Natural-language object grounding data
┌────────

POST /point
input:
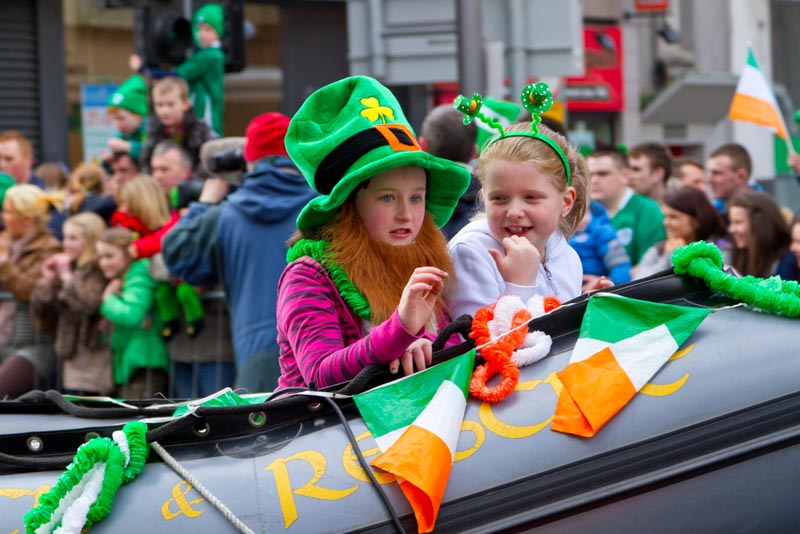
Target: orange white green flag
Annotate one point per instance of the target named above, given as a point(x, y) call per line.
point(416, 422)
point(622, 343)
point(755, 102)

└────────

- **WHAT IS REQUIRED**: All of the entries above are to be written out exactly, with no pictures.

- **RESPONSE TO THE EXERCISE**:
POST /point
input:
Target: orange white green flag
Annotate one point per instance of the target named above, given as a point(x, y) call per line.
point(416, 422)
point(622, 343)
point(755, 102)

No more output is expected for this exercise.